» WORK TASK 1: Could you rewrite the Philosopher Zero text from "To my knowledge" to "forms of externalism.", changing "material realism" to "physicalism"?
» WORK TASK 2:
Please answer these questions about the Philosopher Zero text:
(a) What did the peer review system threaten to do?
(b) Which AI did the commenter ask about Brandon Sergent's Experiential Empiricism?
(c) What hard problem "of a different kind" does the commenter raise?

» SUPPLIED TEXT:
Philosopher Zero
Or the first Sourcerer.
To my knowledge I am still the sole carrier of a whole new idea that amounts to the source code of reality, (Yes, really, try me.) and a burden of proof rejection of material realism and all forms of externalism.
https://philpapers.org/rec/SERTTA-2
If anyone seeing this can understand it, separate from agree with or internalize it, please let me know.
https://philpapers.org/rec/SERTTT
Also please help me share it for proper study. I tried the peer review system, and they among other things, embraced naked circularity and threatened to sue me.
https://philpapers.org/rec/SERIBH
No one to date has satisfied me that they understand it or offered a cogent meaningful rebuttal on a factual impersonal basis.
What am I talking about? Ask any AI about Brandon Sergent’s Experiential Empiricism, aim it at google scholar if you must help it unearth me. You don’t need me to explain personally, the AI can tell you how my framework would respond, though I am happy to try.
https://philpapers.org/rec/SEREEN



Okay, I asked Gemini "Can you explain to me Brandon Sergent’s Experiential Empiricism?" and what she presented to me is very clear and understandable. I now see what you mean by your ideas dissolve (rather than address) a lot of mind-bending problems (like the hard problem of consciousness). Here's what she said about the problem of other minds: "Acknowledges that other minds are formally unprovable, but frames the ethical response in terms of asymmetric risk. Given the risk of ignoring real suffering, treating suffering reports as authoritative is the only rational protocol." That is very much how I understand things in my more lucid moments. But it's hard to live along happily with that concept in mind, because it means everyone I react with might not have any true reality other than my experiencing something that might be but isn't necessarily another person like the self I often imagine I am. In other words, it makes me feel I might be the only awareness that exists and I'm experiencing a very detailed and gut-wrenching simulation., perhaps imagining others like me to keep from going crazy. How do you avoid feeling that way? Or do you just accept it?
When you say your system dissolves all the hard problems, doesn't that imply that if everyone just accepted what you say, they would all stop trying to understand how things (meaning things they imagine to be real) work, and just sit back and do nothing and let the simulation roll on?
Another hard problem not mentioned, a hard problem of a different kind, is death. Do you think our experiencing will come to an end at some point?
Isn't another hard problem this: yes, the only thing I know for sure is my own experience, but what is making that experience happen? Or somewhat related, why am I experiencing anything at all (similar to why is there something rather than nothing)?

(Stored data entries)
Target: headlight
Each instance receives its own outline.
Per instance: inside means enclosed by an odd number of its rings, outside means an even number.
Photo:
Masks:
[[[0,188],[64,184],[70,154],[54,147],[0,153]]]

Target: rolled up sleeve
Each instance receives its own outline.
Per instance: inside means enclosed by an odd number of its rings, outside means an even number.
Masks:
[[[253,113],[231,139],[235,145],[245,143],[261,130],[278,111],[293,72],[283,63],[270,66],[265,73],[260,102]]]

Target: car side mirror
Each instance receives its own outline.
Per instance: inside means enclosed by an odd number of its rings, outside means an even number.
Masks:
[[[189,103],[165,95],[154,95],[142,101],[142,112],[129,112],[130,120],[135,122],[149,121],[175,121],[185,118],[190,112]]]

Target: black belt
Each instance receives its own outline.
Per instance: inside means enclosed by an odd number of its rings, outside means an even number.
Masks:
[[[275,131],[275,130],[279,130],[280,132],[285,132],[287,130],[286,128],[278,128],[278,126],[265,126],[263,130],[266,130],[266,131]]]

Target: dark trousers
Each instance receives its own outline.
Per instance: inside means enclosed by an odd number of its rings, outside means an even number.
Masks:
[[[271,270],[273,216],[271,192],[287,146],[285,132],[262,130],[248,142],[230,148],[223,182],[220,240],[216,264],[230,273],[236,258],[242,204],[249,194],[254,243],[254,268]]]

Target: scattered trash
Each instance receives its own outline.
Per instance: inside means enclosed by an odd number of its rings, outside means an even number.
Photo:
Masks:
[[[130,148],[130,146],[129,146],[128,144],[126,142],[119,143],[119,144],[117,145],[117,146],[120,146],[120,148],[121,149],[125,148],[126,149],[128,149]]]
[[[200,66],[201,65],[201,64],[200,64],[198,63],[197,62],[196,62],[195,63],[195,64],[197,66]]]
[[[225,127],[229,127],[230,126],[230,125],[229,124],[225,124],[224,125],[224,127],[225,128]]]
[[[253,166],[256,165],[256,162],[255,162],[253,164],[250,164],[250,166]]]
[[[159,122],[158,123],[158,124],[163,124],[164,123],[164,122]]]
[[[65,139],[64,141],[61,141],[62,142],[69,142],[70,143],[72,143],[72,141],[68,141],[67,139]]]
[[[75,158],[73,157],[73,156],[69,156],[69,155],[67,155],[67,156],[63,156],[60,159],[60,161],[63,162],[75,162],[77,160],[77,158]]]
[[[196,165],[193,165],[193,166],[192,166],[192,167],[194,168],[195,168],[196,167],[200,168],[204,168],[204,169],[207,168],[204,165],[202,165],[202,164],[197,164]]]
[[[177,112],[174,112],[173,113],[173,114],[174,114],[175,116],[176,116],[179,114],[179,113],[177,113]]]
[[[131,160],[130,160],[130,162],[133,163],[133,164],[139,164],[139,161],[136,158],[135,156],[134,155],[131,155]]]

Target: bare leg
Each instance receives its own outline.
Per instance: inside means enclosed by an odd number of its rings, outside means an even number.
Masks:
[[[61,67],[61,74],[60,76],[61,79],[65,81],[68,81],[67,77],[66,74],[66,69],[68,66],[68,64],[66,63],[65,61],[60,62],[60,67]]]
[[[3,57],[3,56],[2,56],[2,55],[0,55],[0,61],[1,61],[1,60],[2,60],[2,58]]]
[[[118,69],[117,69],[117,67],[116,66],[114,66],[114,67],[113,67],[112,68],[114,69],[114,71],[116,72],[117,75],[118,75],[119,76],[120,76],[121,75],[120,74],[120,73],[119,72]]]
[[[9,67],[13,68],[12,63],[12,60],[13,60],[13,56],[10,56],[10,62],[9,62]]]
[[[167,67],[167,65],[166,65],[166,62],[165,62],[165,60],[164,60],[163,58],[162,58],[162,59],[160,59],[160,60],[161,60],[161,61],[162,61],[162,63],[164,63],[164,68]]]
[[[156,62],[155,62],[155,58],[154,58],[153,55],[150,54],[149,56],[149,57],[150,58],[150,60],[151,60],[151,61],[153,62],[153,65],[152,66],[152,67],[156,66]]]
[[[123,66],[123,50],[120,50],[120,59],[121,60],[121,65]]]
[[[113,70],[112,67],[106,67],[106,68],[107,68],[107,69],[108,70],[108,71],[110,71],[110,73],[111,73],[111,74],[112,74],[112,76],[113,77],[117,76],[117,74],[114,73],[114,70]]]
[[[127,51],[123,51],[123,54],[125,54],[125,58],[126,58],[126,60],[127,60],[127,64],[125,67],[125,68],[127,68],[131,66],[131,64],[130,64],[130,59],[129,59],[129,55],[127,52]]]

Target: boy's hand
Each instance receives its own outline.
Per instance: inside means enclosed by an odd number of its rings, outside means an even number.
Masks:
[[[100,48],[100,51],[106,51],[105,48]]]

» TASK OUTPUT 1:
To my knowledge I am still the sole carrier of a whole new idea that amounts to the source code of reality, (Yes, really, try me.) and a burden of proof rejection of physicalism and all forms of externalism.

» TASK OUTPUT 2:
(a) To sue the author.
(b) Gemini.
(c) Death.